:: Passage provided ::
Gridlock & Load

7.98                                                                   Feature

A basic nuclear primer...

The world entered the nuclear age on December 2, 1942, beneath a gymnasium at the University of Chicago, when a team headed by Enrico Fermi succeeded in creating the first controlled "chain reaction." This led, in turn, to the creation of the Manhattan Project, headed by General Leslie Groves and directed by J. Robert Oppenheimer. The Manhattan Project culminated, on 16 July, 1945, in the first successful detonation of a fission bomb at Alamogordo, New Mexico. Less than a month later, on August 6, 1945, the weapon was employed for the first time at Hiroshima, Japan. Three days later, a slightly different bomb was dropped on Nagasaki. In the face of this unprecedented demonstration of power, Imperial Japan capitulated, thus ending the blood bath begun by the Japanese on December 7, 1941, with the bombing of Pearl Harbor.

There are two kinds of bombs, fission (the older) and fusion (thermonuclear devices). Fission devices get their energy from the splitting of atomic nuclei, while fusion devices derive their energy by forcing atomic nuclei to join together in an uncontrolled nuclear fusion.

How powerful are these weapons? The fission devices, or atomic bombs, are about one million times more powerful than a comparably sized conventional bomb, and the fusion weapons, or hydrogen bombs, are about a thousand times more powerful than the A-bomb.

How are these bombs built? Fission devices are fueled by Uranium 235, an isotope of the more commonly occurring Uranium 238. U-235 was originally produced by a process known as "gasseous diffusion," invented at the Oak Ridge National Laboratory. The invention of the "cascade" gaseous diffusion method of enriching U-238 was dependent on development of a porous barrier which allowed the progressive enrichment of U-238 as it passed through a series of these barriers, with unenriched uranium being passed backward at each stage to be reprocessed. The final "cascade" barrier produced U-235 of sufficient density to produce the "chain reaction" that is the guts of the explosion.

Thermonuclear devices are fueled by Plutonium, the product of "enrichment" by exposure to the ongoing reactions inside a conventional reactor. "Fast-breeding" reactors actually produce more fuel than they consume.

"Critical mass" is the level of fuel concentration at which fission or fusion is self-sustaining. The atomic fuel must be compressed sufficiently to insure that the escaping neutrons from fission are sure to strike the nucleus of surrounding isotopes, causing further fission. This is the function of the nuclear "trigger."

"Triggering" the explosion of nuclear devices is accomplished either by implosion, in which the nuclear material is surrounded on all sides by conventional explosives that are detonated simultaneously, forcing the nuclear material into a critical mass, or by a "gun-type" trigger, in which two pieces of nuclear material are "fired" at one another, forcing the two materials into a single, supercritical mass, thereby "triggering" the explosion.
:::
:: Extracted entries ::
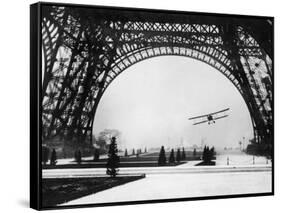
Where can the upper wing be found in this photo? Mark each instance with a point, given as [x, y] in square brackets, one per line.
[201, 116]
[201, 122]
[220, 117]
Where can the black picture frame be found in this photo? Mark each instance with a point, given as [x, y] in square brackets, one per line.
[36, 97]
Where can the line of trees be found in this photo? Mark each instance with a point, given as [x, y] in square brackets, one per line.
[180, 156]
[45, 156]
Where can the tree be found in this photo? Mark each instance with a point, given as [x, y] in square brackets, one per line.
[212, 152]
[194, 152]
[208, 154]
[97, 155]
[178, 157]
[53, 158]
[45, 154]
[162, 157]
[77, 156]
[172, 157]
[183, 156]
[113, 159]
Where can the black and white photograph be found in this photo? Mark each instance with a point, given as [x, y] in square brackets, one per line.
[140, 105]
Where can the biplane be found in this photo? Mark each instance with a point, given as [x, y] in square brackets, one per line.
[210, 118]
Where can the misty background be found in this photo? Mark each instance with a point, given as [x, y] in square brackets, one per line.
[150, 103]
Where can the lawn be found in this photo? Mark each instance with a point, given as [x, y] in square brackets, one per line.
[61, 190]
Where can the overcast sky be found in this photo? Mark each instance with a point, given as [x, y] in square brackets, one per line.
[151, 101]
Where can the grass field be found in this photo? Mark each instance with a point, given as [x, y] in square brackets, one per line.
[61, 190]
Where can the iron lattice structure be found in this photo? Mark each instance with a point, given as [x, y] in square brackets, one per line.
[84, 50]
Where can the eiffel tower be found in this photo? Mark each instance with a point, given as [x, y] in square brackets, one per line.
[85, 49]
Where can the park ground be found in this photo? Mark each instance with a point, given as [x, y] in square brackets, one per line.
[235, 173]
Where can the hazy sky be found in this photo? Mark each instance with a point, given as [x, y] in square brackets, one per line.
[151, 101]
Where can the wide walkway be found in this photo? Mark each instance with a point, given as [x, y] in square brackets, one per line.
[166, 186]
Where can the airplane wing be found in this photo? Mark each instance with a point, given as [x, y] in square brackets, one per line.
[220, 117]
[201, 116]
[200, 122]
[219, 111]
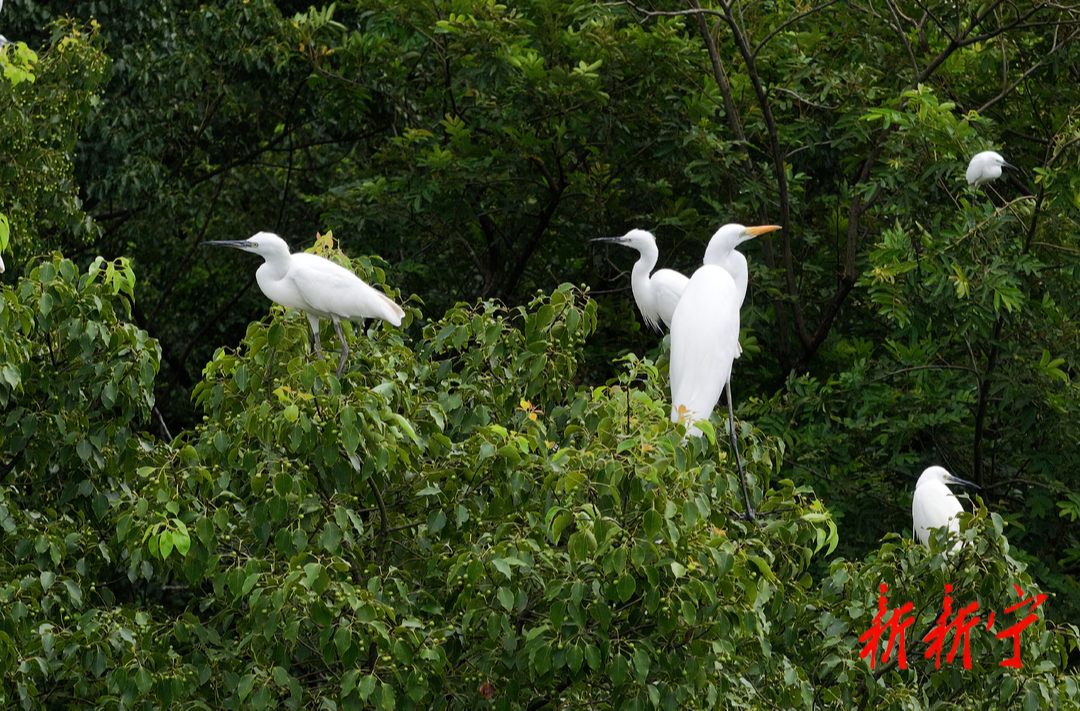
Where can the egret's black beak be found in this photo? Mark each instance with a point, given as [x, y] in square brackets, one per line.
[962, 482]
[240, 244]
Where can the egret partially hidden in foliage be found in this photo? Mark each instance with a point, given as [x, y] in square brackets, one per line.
[658, 294]
[316, 286]
[934, 505]
[705, 341]
[985, 166]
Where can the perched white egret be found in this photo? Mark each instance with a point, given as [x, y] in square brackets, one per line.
[934, 505]
[316, 286]
[657, 295]
[985, 166]
[723, 253]
[705, 341]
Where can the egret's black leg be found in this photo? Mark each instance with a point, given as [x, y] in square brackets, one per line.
[734, 445]
[345, 346]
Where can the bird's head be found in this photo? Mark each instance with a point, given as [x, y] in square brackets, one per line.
[637, 239]
[940, 474]
[266, 244]
[985, 166]
[731, 236]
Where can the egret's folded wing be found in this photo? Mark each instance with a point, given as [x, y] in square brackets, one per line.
[669, 286]
[333, 290]
[704, 340]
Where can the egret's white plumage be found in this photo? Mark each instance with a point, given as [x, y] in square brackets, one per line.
:::
◆ What this task involves
According to the nuclear primer, why must the atomic fuel be compressed? Answer in one to three sentences.

◆ Finished task
The fuel must be compressed enough that neutrons escaping from fission are sure to strike the nuclei of surrounding isotopes and cause further fission. This brings the fuel to critical mass, the level at which the reaction sustains itself, and this compression is the job of the nuclear "trigger."